[Task objective] Rewrite each line of the data below as one string in a JSON list, skipping blank lines.

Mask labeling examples
-- BEGIN --
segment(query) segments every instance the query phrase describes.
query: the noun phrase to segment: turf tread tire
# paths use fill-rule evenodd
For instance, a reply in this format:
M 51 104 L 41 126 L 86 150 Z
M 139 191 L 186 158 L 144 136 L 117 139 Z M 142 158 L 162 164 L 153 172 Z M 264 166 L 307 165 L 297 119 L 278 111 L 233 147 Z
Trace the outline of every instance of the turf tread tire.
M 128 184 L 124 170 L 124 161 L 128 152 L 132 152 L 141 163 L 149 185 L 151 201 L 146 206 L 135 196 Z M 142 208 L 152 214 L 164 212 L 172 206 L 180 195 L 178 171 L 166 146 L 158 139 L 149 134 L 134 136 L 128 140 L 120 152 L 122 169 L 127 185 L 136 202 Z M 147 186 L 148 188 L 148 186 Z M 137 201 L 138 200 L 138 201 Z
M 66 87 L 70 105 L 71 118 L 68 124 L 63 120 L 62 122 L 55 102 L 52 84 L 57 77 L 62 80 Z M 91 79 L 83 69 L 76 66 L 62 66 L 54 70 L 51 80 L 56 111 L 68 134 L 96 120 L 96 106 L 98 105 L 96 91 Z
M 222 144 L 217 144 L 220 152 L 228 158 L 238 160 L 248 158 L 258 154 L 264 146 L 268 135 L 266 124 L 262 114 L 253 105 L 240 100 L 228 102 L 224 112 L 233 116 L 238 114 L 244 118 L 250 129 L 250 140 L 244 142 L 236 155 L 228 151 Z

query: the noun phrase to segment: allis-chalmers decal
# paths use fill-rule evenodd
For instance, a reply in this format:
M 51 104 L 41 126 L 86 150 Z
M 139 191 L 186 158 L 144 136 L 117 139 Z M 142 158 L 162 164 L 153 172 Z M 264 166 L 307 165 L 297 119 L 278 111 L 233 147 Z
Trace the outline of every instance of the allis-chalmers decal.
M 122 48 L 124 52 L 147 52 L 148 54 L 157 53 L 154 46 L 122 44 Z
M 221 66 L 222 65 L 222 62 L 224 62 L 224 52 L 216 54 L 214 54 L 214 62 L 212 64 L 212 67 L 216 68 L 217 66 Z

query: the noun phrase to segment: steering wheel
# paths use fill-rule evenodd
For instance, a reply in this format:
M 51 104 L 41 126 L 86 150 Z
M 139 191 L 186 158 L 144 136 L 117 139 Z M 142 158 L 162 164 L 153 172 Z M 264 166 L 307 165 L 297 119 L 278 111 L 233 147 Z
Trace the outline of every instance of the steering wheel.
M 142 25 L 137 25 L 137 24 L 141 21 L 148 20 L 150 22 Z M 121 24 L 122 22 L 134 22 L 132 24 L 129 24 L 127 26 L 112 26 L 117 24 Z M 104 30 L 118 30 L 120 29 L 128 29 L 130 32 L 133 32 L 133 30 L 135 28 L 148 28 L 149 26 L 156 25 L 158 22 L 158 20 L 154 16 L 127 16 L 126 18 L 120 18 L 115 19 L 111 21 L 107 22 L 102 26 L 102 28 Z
-- END --
[Expected answer]
[
  "segment(query) segments every instance the query phrase describes.",
  "query: the noun phrase to segment: turf tread tire",
  "# paths use fill-rule evenodd",
  "For instance, a reply in this format:",
  "M 51 104 L 41 126 L 86 150 Z",
  "M 139 191 L 186 158 L 144 136 L 117 139 Z M 142 158 L 162 164 L 153 172 Z M 264 166 L 307 165 L 297 119 L 278 111 L 233 147 Z",
  "Trace the outline of every instance of the turf tread tire.",
  "M 128 184 L 124 170 L 124 161 L 128 152 L 132 152 L 141 163 L 149 185 L 151 201 L 146 206 L 135 196 Z M 142 208 L 152 214 L 164 212 L 172 206 L 180 195 L 178 171 L 166 146 L 158 139 L 149 134 L 134 136 L 128 140 L 120 152 L 122 169 L 127 185 L 136 202 Z M 147 186 L 148 188 L 148 186 Z M 137 201 L 138 200 L 138 201 Z",
  "M 66 87 L 70 105 L 71 118 L 68 124 L 63 120 L 62 122 L 55 102 L 52 84 L 57 77 L 62 80 Z M 91 79 L 83 69 L 76 66 L 62 66 L 54 70 L 51 80 L 56 111 L 68 134 L 96 120 L 96 106 L 98 105 L 96 91 Z",
  "M 222 144 L 217 144 L 220 152 L 228 158 L 238 160 L 248 158 L 258 154 L 264 146 L 268 135 L 266 124 L 262 114 L 253 105 L 240 100 L 228 102 L 224 112 L 233 116 L 238 114 L 244 118 L 250 129 L 250 140 L 244 142 L 236 155 L 228 151 Z",
  "query: the noun phrase to segment: allis-chalmers decal",
  "# paths use fill-rule evenodd",
  "For instance, a reply in this format:",
  "M 51 104 L 41 126 L 86 150 Z",
  "M 139 191 L 186 158 L 144 136 L 117 139 Z M 142 158 L 162 164 L 153 172 Z M 264 166 L 307 165 L 297 119 L 278 111 L 233 147 Z",
  "Trace the outline of every instance of the allis-chalmers decal.",
  "M 122 48 L 124 52 L 147 52 L 148 54 L 157 53 L 154 46 L 122 44 Z",
  "M 221 66 L 222 65 L 222 62 L 224 62 L 224 52 L 216 54 L 214 54 L 214 62 L 212 64 L 212 67 L 216 68 L 217 66 Z",
  "query: the noun phrase to segment: steering wheel",
  "# paths use fill-rule evenodd",
  "For instance, a reply in this format:",
  "M 51 104 L 41 126 L 86 150 Z",
  "M 139 191 L 186 158 L 144 136 L 117 139 Z M 142 158 L 162 164 L 153 172 Z M 264 166 L 307 165 L 297 119 L 278 111 L 233 147 Z",
  "Trace the outline of every instance of the steering wheel.",
  "M 142 25 L 137 25 L 137 24 L 141 21 L 148 20 L 150 22 Z M 121 24 L 122 22 L 134 22 L 132 24 L 129 24 L 127 26 L 112 26 L 117 24 Z M 104 30 L 118 30 L 120 29 L 128 29 L 130 32 L 133 32 L 133 30 L 135 28 L 148 28 L 149 26 L 156 25 L 158 22 L 158 20 L 154 16 L 127 16 L 126 18 L 120 18 L 115 19 L 111 21 L 107 22 L 102 26 L 102 28 Z"
]